*Your objective*.
Report every line of the records below that contains the word "stone", copying each such line in full. Case counts, so only matches with identical capitalization qualify.
[Extracted data start]
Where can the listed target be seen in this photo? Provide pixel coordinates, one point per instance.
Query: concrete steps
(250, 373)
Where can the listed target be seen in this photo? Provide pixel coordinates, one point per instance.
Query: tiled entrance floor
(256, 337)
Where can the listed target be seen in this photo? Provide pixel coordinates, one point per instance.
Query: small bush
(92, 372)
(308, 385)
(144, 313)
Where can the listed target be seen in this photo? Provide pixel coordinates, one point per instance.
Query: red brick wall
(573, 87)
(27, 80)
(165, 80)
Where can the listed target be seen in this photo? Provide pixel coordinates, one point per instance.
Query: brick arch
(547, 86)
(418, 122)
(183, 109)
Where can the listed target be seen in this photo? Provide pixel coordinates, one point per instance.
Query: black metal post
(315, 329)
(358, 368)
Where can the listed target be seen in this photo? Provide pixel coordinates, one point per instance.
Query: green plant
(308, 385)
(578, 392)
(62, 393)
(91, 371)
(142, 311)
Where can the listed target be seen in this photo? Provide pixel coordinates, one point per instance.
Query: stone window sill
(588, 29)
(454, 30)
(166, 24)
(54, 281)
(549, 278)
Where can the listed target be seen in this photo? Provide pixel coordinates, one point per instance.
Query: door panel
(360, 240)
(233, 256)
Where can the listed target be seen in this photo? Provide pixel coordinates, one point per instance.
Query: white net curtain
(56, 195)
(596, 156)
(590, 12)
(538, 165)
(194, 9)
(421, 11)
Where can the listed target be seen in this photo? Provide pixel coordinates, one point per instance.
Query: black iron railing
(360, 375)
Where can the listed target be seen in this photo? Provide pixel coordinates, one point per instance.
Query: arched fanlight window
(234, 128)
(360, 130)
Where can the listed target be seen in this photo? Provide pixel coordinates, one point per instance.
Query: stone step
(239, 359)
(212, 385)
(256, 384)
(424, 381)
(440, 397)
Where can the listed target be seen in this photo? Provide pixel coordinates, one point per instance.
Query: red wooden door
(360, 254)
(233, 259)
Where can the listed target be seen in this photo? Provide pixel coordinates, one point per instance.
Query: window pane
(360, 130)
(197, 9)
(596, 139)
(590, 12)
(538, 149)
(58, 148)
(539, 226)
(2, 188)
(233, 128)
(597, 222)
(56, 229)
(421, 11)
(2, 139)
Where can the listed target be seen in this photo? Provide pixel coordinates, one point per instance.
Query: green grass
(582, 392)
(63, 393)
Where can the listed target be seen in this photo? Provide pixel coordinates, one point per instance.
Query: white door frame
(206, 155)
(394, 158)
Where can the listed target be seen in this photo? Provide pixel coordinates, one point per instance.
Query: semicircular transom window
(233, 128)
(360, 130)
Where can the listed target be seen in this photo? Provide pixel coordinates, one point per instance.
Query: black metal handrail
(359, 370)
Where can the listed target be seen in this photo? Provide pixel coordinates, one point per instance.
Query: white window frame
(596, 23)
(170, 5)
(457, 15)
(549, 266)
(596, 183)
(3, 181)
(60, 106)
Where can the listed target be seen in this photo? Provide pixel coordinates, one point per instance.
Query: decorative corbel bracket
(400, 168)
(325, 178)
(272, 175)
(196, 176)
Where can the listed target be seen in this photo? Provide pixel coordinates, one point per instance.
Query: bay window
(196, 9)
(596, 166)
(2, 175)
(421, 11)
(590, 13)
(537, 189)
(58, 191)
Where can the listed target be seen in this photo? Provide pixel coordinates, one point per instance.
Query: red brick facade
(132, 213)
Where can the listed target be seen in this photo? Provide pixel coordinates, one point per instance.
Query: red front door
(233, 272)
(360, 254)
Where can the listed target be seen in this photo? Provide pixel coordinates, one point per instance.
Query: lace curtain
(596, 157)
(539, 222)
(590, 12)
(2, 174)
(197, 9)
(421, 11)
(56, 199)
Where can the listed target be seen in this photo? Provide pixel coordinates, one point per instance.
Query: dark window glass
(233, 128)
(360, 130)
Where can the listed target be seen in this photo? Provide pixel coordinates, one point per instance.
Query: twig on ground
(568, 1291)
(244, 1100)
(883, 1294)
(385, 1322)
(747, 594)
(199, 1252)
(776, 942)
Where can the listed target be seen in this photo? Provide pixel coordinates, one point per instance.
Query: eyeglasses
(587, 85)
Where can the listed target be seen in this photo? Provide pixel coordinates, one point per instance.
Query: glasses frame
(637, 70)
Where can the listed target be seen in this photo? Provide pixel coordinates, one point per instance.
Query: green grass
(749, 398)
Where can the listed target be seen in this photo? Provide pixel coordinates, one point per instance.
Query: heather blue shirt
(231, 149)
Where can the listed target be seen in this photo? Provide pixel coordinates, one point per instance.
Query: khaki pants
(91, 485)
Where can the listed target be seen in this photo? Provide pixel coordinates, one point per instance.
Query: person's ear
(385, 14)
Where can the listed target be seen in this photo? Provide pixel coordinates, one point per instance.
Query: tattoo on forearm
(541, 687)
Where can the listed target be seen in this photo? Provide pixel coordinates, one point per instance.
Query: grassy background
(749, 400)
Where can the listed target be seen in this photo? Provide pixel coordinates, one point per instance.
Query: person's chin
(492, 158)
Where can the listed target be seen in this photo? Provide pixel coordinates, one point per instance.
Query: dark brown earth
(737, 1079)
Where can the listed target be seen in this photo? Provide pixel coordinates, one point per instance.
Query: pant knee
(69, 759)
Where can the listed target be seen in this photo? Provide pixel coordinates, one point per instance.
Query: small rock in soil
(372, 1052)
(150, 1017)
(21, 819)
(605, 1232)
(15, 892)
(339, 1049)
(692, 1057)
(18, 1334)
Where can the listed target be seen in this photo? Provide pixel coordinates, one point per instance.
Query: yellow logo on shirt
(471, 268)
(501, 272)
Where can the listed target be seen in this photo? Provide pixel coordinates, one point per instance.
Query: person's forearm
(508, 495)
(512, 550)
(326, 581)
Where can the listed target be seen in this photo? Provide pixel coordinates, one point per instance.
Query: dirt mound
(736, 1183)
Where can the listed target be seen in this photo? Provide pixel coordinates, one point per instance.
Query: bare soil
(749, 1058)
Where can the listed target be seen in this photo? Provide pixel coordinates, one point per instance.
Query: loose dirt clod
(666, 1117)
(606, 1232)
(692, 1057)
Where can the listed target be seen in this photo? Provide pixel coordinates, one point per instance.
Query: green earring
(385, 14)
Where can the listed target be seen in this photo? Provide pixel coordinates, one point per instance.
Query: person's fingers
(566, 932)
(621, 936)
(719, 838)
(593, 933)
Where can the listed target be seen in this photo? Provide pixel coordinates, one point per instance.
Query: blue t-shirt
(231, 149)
[Extracted data end]
*Task response*.
Query: stone window sill
Query: stone step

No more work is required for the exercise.